--- Items ---

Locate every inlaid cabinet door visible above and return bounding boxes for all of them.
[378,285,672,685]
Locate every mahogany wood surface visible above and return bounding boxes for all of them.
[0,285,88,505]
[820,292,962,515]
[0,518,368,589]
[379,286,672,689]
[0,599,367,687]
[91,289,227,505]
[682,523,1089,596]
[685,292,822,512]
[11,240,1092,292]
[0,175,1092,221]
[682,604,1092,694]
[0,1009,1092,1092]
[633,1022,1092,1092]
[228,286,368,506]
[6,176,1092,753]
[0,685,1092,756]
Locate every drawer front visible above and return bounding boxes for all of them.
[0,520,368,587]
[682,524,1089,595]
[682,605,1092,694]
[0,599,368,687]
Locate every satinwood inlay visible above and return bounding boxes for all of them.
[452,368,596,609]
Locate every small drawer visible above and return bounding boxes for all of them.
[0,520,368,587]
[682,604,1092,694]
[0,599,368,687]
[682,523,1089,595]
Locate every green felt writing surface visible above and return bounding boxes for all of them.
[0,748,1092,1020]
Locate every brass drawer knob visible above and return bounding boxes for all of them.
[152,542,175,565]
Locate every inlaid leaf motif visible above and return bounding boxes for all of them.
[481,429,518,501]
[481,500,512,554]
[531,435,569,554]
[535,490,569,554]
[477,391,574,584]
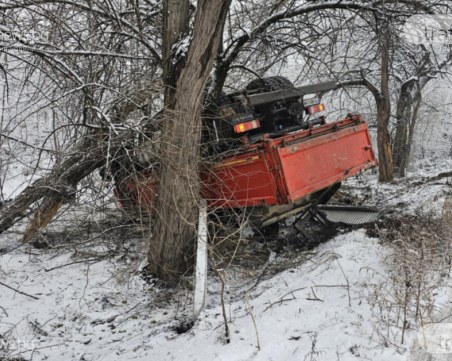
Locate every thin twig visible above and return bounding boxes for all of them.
[0,282,39,300]
[44,258,102,272]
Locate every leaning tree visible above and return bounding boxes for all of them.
[0,0,450,281]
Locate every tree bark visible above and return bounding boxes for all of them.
[377,22,394,182]
[148,0,231,282]
[394,83,422,177]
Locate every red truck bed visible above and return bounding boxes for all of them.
[121,115,377,218]
[201,115,377,208]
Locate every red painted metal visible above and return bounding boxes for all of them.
[121,115,377,209]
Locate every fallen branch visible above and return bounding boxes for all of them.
[0,281,39,300]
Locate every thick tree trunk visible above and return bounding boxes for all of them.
[149,0,231,282]
[377,20,394,182]
[394,84,422,177]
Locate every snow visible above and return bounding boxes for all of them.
[0,162,450,361]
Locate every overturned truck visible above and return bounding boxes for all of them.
[117,77,377,227]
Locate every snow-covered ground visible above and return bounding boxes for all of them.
[0,162,451,361]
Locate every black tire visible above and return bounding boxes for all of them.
[246,76,294,92]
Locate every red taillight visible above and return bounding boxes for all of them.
[306,104,325,114]
[234,119,261,133]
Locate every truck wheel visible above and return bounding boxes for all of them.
[246,76,294,93]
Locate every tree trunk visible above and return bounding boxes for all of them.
[377,23,394,182]
[394,83,422,177]
[148,0,231,282]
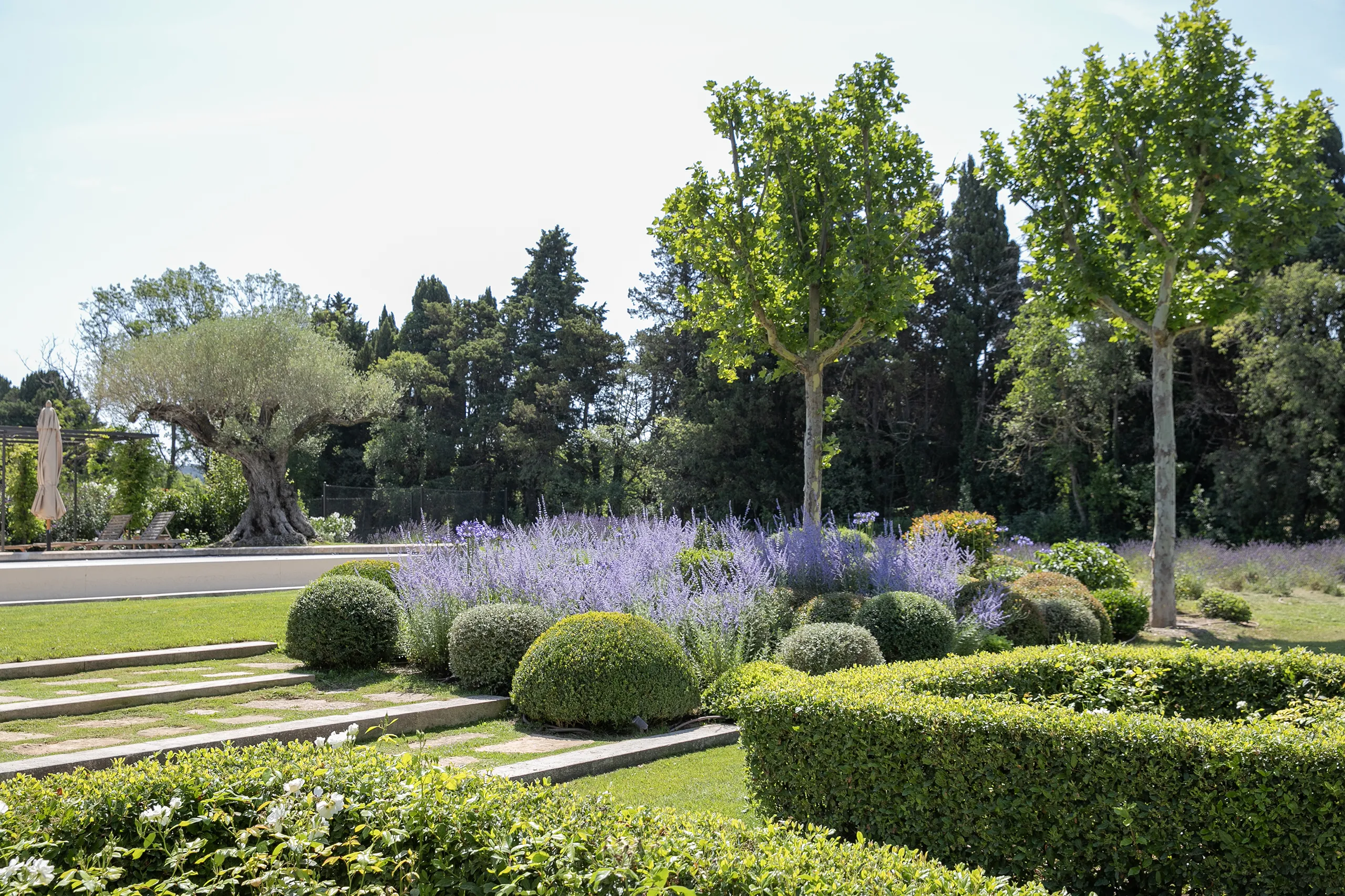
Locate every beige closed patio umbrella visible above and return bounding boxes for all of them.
[32,401,66,548]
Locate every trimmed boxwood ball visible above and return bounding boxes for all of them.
[1037,597,1100,644]
[701,659,802,718]
[448,604,552,694]
[320,560,402,595]
[779,623,882,675]
[285,576,398,669]
[1093,588,1149,640]
[799,589,864,626]
[1010,570,1116,644]
[511,612,701,728]
[854,591,958,663]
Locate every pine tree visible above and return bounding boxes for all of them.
[940,156,1022,510]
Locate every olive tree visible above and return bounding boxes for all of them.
[985,0,1338,626]
[96,309,394,545]
[651,55,937,525]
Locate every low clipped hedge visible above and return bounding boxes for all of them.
[448,604,553,694]
[511,612,701,728]
[738,646,1345,896]
[0,741,1045,896]
[701,659,805,718]
[320,560,402,595]
[285,576,399,669]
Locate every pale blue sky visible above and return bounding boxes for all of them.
[0,0,1345,381]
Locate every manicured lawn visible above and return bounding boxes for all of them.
[0,591,298,662]
[1135,589,1345,654]
[565,745,761,827]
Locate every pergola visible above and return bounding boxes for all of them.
[0,426,153,548]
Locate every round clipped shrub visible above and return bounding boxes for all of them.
[285,576,398,669]
[1093,588,1149,640]
[511,612,701,726]
[779,623,882,675]
[1036,597,1102,644]
[995,591,1050,647]
[1009,570,1116,644]
[854,591,958,663]
[701,659,802,718]
[1037,539,1134,591]
[799,591,864,626]
[448,604,552,694]
[1200,588,1252,621]
[320,560,402,595]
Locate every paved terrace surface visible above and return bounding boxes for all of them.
[0,545,406,604]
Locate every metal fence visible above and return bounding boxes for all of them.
[323,483,507,536]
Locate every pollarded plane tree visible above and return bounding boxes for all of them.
[985,0,1340,626]
[651,55,937,525]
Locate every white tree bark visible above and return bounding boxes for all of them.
[1149,328,1177,628]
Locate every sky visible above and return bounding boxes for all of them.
[0,0,1345,383]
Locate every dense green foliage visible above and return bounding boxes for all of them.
[322,560,402,595]
[1093,588,1149,640]
[285,576,398,669]
[511,612,701,728]
[701,659,800,718]
[1037,597,1102,644]
[738,647,1345,894]
[1009,570,1115,644]
[854,591,958,663]
[776,623,882,675]
[448,604,552,694]
[1200,588,1252,621]
[799,591,864,626]
[1037,539,1134,591]
[0,741,1045,896]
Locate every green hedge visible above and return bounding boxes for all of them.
[738,647,1345,894]
[320,560,402,595]
[0,743,1045,896]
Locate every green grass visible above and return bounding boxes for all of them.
[564,747,761,826]
[1136,589,1345,654]
[0,591,298,662]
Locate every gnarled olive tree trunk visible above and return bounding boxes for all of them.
[230,450,316,548]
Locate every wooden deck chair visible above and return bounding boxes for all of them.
[121,510,183,548]
[70,514,130,550]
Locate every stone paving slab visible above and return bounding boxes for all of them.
[491,725,738,784]
[0,697,508,780]
[0,673,315,721]
[0,640,276,678]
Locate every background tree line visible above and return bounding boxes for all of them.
[270,113,1345,542]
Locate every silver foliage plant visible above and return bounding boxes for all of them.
[393,513,1002,672]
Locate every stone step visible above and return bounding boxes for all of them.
[0,697,509,780]
[0,640,276,678]
[0,673,313,721]
[491,724,738,784]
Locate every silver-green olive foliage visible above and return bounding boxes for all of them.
[985,0,1340,626]
[96,309,396,544]
[651,55,937,522]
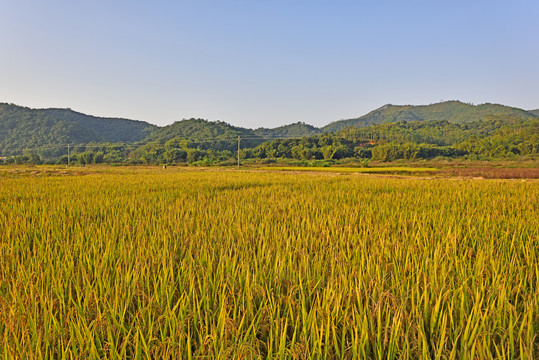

---

Exercise goal >> Output the listing above as a JSON array of strings, one string per line and no blank lines, running from its first line through the line containing "[452,368,596,609]", both included.

Output for this exercise >>
[
  "Locate every inlaid cabinet door visible above and return bounding boxes for all of them.",
  "[378,285,672,685]",
  "Locate every mahogany wood surface visible above and return bounding boxes for all of them.",
  "[0,285,88,505]",
  "[820,292,962,515]",
  "[0,518,368,589]",
  "[379,286,672,689]",
  "[0,599,367,687]",
  "[91,289,227,505]",
  "[682,523,1089,596]",
  "[685,292,822,512]",
  "[11,240,1092,292]",
  "[0,175,1092,221]",
  "[682,604,1092,694]",
  "[0,1009,1092,1092]",
  "[633,1022,1092,1092]",
  "[228,286,368,506]",
  "[6,176,1092,753]",
  "[0,685,1092,756]",
  "Locate every drawer front visible above and return bounding boxes for all of them.",
  "[0,520,368,587]",
  "[682,524,1089,595]",
  "[682,605,1092,694]",
  "[0,599,368,687]",
  "Locate every satinwood inlay visible above and return bounding boxes for all of them.",
  "[452,368,596,609]"
]